- _GIVEN DATA_:
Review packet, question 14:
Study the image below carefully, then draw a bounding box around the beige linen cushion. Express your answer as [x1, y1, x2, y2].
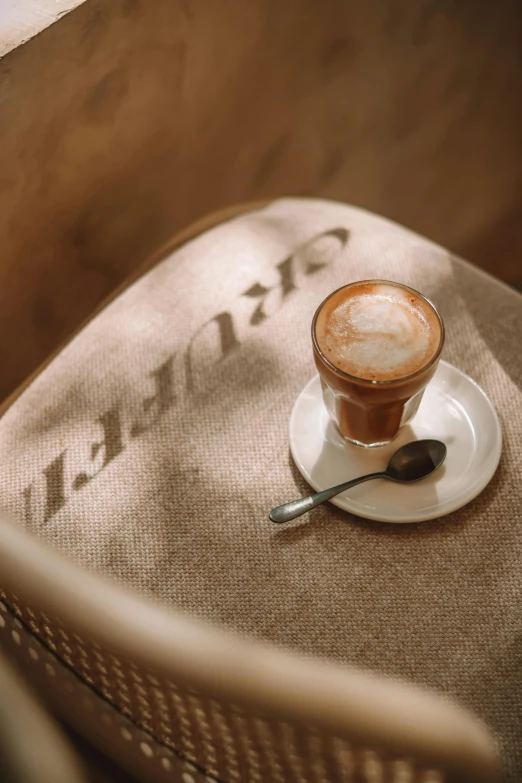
[0, 199, 522, 780]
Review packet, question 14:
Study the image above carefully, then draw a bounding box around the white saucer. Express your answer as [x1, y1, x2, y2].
[290, 361, 502, 522]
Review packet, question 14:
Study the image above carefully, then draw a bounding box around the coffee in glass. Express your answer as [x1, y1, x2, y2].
[312, 280, 444, 447]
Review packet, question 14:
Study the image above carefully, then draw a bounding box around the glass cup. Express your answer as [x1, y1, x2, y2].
[312, 280, 444, 448]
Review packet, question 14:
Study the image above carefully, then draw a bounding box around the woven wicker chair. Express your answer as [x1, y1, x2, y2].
[0, 648, 85, 783]
[0, 519, 499, 783]
[0, 208, 499, 783]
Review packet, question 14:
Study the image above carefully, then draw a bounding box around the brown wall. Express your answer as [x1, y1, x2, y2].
[0, 0, 522, 402]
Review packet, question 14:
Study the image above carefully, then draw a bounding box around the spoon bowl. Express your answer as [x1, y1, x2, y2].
[269, 439, 447, 523]
[386, 440, 447, 483]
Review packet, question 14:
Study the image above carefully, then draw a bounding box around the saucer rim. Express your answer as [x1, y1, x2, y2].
[289, 359, 503, 525]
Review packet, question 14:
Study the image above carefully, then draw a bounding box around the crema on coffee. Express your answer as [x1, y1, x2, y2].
[315, 282, 440, 381]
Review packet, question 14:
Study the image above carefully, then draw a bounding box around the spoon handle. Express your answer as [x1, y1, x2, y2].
[269, 472, 388, 522]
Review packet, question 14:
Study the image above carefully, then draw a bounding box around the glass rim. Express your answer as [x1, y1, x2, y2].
[312, 278, 446, 386]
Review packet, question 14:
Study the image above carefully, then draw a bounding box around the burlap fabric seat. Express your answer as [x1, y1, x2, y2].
[0, 199, 522, 782]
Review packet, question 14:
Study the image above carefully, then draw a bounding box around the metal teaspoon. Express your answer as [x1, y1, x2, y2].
[269, 440, 447, 522]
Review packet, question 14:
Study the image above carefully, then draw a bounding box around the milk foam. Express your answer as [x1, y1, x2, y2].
[317, 284, 438, 380]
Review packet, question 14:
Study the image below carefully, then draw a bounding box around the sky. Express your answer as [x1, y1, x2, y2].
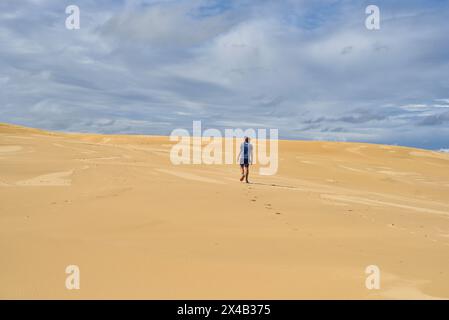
[0, 0, 449, 150]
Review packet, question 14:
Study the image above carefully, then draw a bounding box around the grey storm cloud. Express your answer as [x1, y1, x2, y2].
[0, 0, 449, 149]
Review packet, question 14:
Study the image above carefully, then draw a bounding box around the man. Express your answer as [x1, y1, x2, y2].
[237, 137, 253, 183]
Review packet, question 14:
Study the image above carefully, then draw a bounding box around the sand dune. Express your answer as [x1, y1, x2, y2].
[0, 124, 449, 299]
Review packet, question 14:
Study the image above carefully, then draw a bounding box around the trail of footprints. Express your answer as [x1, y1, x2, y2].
[246, 187, 282, 215]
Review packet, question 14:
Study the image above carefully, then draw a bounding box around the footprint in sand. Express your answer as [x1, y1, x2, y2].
[0, 146, 23, 153]
[16, 170, 73, 186]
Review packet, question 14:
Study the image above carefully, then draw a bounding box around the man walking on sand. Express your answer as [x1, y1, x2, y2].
[237, 137, 253, 183]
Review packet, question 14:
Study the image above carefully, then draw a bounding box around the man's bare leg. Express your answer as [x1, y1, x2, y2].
[240, 166, 245, 181]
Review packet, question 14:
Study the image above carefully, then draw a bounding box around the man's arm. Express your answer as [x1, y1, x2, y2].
[249, 144, 253, 164]
[236, 146, 242, 163]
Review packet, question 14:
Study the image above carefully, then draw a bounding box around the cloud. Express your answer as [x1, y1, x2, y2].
[0, 0, 449, 148]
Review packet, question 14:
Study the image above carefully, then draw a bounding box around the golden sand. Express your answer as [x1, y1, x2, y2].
[0, 124, 449, 299]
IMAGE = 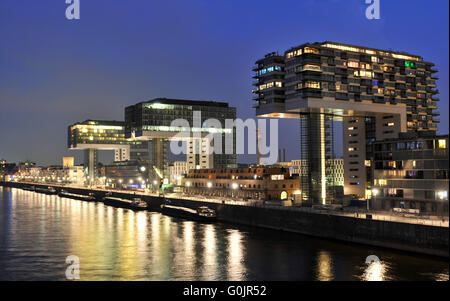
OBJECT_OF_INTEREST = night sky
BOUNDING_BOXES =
[0,0,449,165]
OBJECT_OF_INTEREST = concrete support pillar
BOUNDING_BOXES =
[152,138,169,180]
[300,113,334,204]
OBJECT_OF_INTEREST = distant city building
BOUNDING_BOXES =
[183,166,301,202]
[102,161,149,189]
[169,161,189,185]
[18,166,85,185]
[253,42,439,203]
[372,134,449,216]
[63,157,75,168]
[125,98,237,177]
[288,159,344,186]
[68,120,150,184]
[0,159,19,181]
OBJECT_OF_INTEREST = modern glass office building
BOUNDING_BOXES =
[253,42,439,203]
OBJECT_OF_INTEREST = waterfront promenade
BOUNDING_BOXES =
[8,182,449,228]
[0,182,449,257]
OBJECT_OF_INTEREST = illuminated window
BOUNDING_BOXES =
[347,61,359,68]
[378,179,387,186]
[405,61,416,68]
[302,65,321,71]
[286,49,302,59]
[305,47,319,54]
[305,82,320,89]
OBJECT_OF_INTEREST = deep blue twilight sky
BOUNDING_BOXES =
[0,0,449,165]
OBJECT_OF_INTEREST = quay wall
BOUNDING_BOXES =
[0,182,449,258]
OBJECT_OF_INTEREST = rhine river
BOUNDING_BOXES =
[0,187,449,281]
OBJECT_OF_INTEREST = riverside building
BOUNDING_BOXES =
[253,42,439,203]
[372,133,449,216]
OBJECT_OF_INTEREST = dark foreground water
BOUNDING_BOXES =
[0,187,449,280]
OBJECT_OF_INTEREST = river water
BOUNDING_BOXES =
[0,187,449,280]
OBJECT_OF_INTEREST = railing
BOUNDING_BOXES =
[7,182,449,228]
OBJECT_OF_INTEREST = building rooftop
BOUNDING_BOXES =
[132,97,228,108]
[286,41,430,61]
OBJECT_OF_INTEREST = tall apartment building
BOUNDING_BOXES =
[182,166,301,202]
[125,98,237,177]
[253,42,439,202]
[67,120,149,183]
[372,133,449,216]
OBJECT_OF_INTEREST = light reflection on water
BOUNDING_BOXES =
[0,187,449,281]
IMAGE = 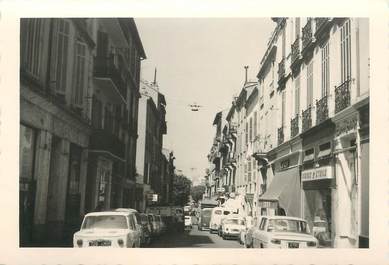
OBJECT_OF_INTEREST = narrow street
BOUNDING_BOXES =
[149,226,243,248]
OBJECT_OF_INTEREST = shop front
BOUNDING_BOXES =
[301,120,337,247]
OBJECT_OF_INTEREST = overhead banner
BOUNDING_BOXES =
[301,166,333,181]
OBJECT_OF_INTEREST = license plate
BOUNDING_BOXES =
[288,242,299,248]
[89,240,111,247]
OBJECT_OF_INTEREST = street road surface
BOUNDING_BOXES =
[148,226,243,248]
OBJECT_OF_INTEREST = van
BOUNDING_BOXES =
[198,208,212,231]
[209,207,223,234]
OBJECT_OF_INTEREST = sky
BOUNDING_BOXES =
[135,18,275,184]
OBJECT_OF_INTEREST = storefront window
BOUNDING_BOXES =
[19,125,35,181]
[304,189,332,246]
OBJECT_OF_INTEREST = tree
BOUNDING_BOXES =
[190,185,206,202]
[173,174,192,206]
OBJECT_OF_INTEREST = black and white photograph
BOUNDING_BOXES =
[19,17,370,251]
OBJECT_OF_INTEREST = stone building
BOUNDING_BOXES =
[19,18,145,246]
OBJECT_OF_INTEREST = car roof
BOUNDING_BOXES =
[115,208,138,213]
[260,215,306,222]
[85,211,129,217]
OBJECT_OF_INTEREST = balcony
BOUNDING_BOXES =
[290,114,299,138]
[277,127,284,145]
[316,96,328,124]
[94,54,127,102]
[291,37,300,66]
[302,18,314,51]
[278,57,286,86]
[315,17,331,39]
[90,129,125,159]
[335,79,351,113]
[302,106,312,132]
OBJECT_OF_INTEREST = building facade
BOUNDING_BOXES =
[136,80,167,210]
[19,18,145,246]
[205,18,369,248]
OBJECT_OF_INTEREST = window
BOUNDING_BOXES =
[281,91,286,127]
[254,112,258,138]
[73,41,88,106]
[92,96,103,129]
[21,18,43,78]
[294,75,300,115]
[245,122,249,145]
[307,61,313,108]
[294,17,300,39]
[321,42,330,98]
[340,20,351,83]
[55,19,69,94]
[250,117,253,142]
[259,218,267,230]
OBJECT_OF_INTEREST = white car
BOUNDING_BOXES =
[73,211,140,248]
[238,216,254,244]
[252,216,318,248]
[221,215,245,239]
[185,215,192,229]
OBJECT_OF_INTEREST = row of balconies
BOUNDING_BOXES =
[291,17,330,67]
[277,80,351,145]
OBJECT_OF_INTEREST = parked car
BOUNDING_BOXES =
[73,211,140,248]
[140,213,152,245]
[185,215,192,230]
[209,207,223,231]
[217,208,233,236]
[253,216,318,248]
[238,216,254,244]
[198,208,212,231]
[115,208,144,244]
[155,214,165,235]
[243,217,261,248]
[147,213,159,237]
[221,215,245,239]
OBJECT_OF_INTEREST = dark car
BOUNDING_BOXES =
[140,213,152,245]
[198,208,212,231]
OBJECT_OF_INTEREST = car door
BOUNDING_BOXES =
[131,214,140,247]
[127,215,134,248]
[253,217,267,248]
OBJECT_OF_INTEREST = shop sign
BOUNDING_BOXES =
[217,188,225,192]
[281,159,290,169]
[335,115,358,137]
[301,166,332,181]
[258,201,278,209]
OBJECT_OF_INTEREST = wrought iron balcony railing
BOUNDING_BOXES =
[277,126,284,145]
[335,79,351,113]
[316,96,328,124]
[302,105,312,132]
[278,57,285,83]
[290,114,299,138]
[291,36,300,64]
[94,54,127,99]
[315,17,329,32]
[302,18,313,50]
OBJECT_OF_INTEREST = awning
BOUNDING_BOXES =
[258,167,301,217]
[317,148,332,159]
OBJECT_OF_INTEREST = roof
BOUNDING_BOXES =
[261,215,306,221]
[115,208,138,213]
[85,211,129,217]
[213,111,222,125]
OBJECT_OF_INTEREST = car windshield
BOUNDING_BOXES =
[224,219,240,225]
[267,219,309,234]
[82,215,128,229]
[203,210,211,217]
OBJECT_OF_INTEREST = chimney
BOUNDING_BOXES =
[154,67,157,85]
[244,65,249,84]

- _YOUR TASK_: Pull out every line of the records above that contains the word "below", and list each one in full.

- _PROBLEM SOLUTION_:
Study the image below carefully, then draw a bounding box around the beige linen cushion. Express your answer as [x1, y1, x2, y2].
Study the image below carefully, then draw a bounding box around the sky. Express your answer as [x1, y1, x2, y2].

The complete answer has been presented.